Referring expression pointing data
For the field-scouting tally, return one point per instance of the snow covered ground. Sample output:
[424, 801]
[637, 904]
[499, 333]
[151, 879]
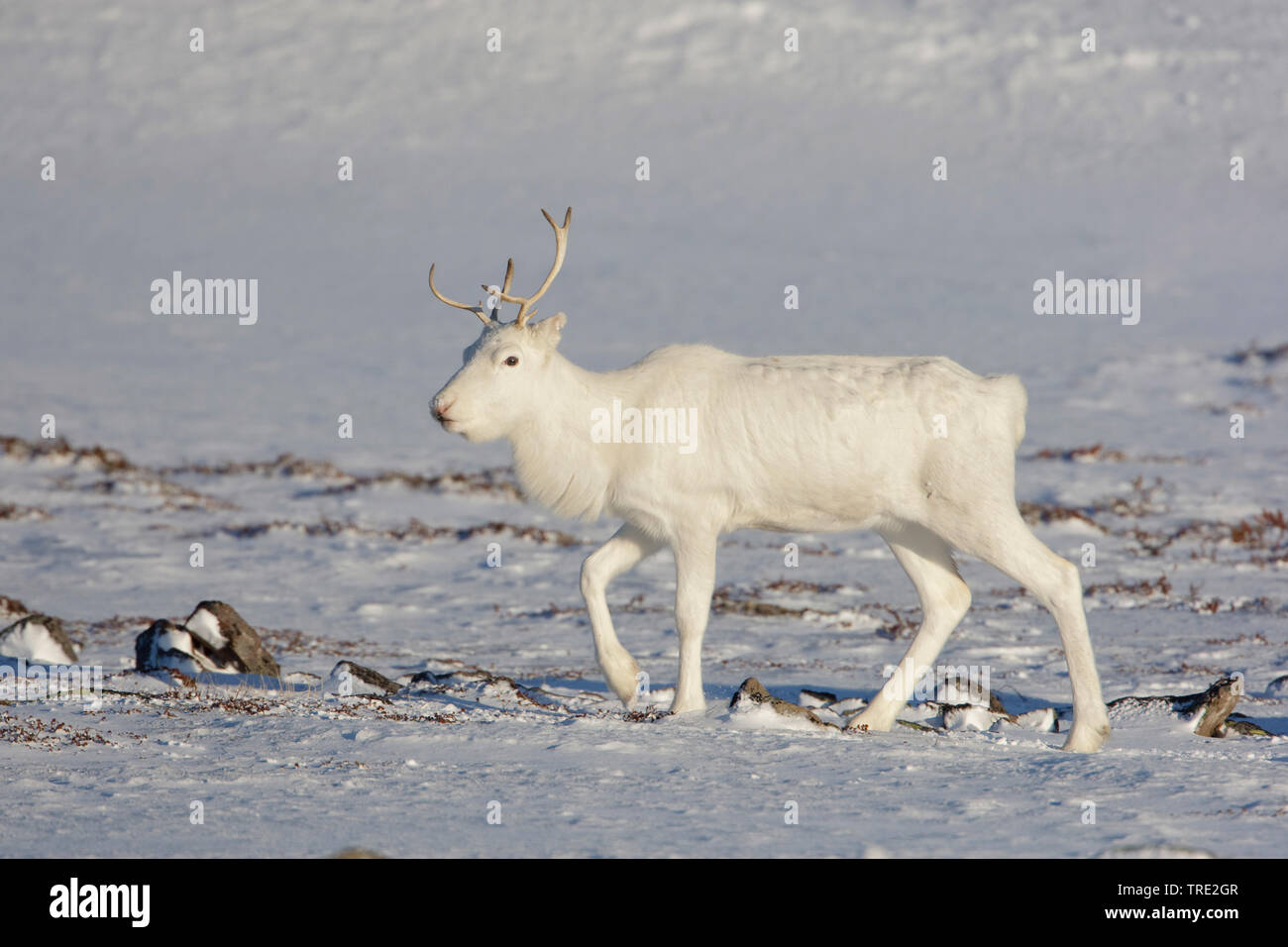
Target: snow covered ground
[767, 169]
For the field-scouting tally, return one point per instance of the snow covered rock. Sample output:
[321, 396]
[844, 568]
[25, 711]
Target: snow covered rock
[39, 638]
[971, 716]
[352, 680]
[165, 646]
[815, 698]
[752, 697]
[482, 685]
[231, 641]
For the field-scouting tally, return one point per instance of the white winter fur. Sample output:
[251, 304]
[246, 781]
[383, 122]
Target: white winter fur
[793, 444]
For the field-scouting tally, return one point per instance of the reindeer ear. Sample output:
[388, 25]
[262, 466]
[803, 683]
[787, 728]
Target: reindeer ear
[552, 328]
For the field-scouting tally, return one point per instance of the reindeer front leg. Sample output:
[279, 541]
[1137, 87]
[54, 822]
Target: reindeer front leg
[622, 552]
[695, 581]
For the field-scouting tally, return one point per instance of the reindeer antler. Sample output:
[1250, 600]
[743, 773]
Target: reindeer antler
[505, 287]
[476, 309]
[526, 311]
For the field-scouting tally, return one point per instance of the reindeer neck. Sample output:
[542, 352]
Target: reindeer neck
[554, 458]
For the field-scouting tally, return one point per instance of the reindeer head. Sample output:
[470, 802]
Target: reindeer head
[501, 380]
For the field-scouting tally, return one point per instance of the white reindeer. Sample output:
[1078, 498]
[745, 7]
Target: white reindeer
[918, 449]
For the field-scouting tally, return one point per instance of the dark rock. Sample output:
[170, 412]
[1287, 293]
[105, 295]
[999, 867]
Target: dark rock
[165, 646]
[361, 681]
[231, 641]
[754, 693]
[1207, 710]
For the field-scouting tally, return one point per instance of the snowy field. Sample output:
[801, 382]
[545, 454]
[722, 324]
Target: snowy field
[767, 169]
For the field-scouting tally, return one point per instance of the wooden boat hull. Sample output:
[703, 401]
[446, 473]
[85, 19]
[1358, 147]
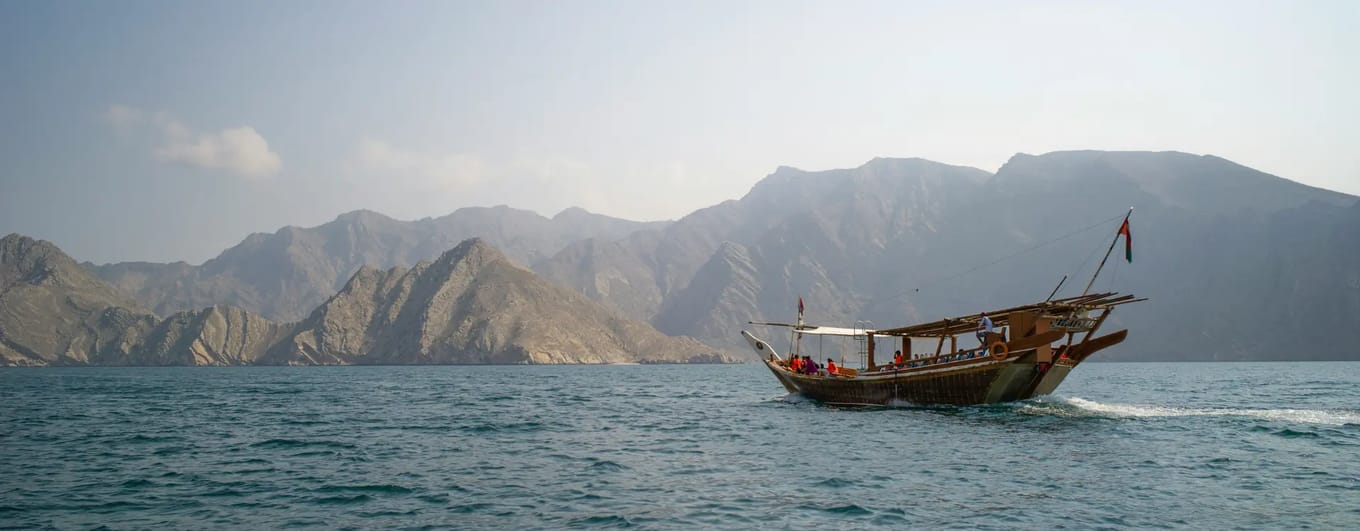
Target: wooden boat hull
[981, 380]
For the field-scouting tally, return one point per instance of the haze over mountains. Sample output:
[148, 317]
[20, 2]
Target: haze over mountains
[472, 305]
[1238, 264]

◆ **Your objective**: Reproduce the data in full. Do not carry over any picture.

◆ **Result of this exercise**:
For the field-scouting tally, return one point per instance of the snow covered ground. Sample output:
[424, 801]
[637, 904]
[499, 333]
[151, 879]
Target: snow covered ground
[767, 169]
For the field-scouting tally, return one point per instance of the snow covered rock. Sample output:
[321, 396]
[844, 568]
[25, 711]
Target: snow covered rock
[39, 638]
[971, 716]
[352, 680]
[165, 646]
[815, 698]
[752, 697]
[482, 685]
[231, 641]
For the field-scouting tally, return one point per instance of the white winter fur. Sample output:
[251, 304]
[246, 781]
[383, 122]
Target: white winter fur
[793, 444]
For the field-scouting tally, return one point per instance of the reindeer ear. Sample output:
[388, 25]
[262, 466]
[803, 683]
[787, 728]
Target: reindeer ear
[552, 328]
For the field-scouting tally, return one point per instance of the reindeer front leg. Sample output:
[279, 541]
[1137, 87]
[54, 822]
Target: reindeer front leg
[622, 552]
[695, 581]
For the field-scouting tally, return one point per instance of the reindeer antler. Sample output:
[1250, 600]
[743, 773]
Target: reindeer antler
[505, 287]
[476, 309]
[526, 311]
For the field-scouting tally, return one point per instance of the reindeer neck. Sample output:
[542, 352]
Target: reindeer neck
[554, 458]
For the field-scouting tally, return one point per instance of the reindeer head. Sample output:
[470, 802]
Target: reindeer head
[501, 380]
For the field-scouting tally, return one point per instance of the white reindeer. Sample output:
[1078, 498]
[745, 7]
Target: white reindeer
[918, 449]
For the field-scouting tally, return one point per instance of the dark rock. Sample output:
[170, 412]
[1287, 293]
[105, 295]
[999, 867]
Target: dark rock
[165, 646]
[361, 681]
[231, 641]
[754, 693]
[1207, 710]
For the field-scouting tally, return one point per instance of the snowy field. Sample output:
[801, 382]
[545, 454]
[722, 324]
Target: snowy field
[767, 169]
For the field-scouting tally, return one point per instance of the wooden boat hull. Sample output:
[703, 401]
[446, 473]
[85, 19]
[1358, 147]
Target: wooden boat hull
[981, 380]
For the field-scouting tally, return one point per instance of the haze over mountains. Sample output:
[148, 317]
[20, 2]
Target: haze over mountains
[472, 305]
[1238, 264]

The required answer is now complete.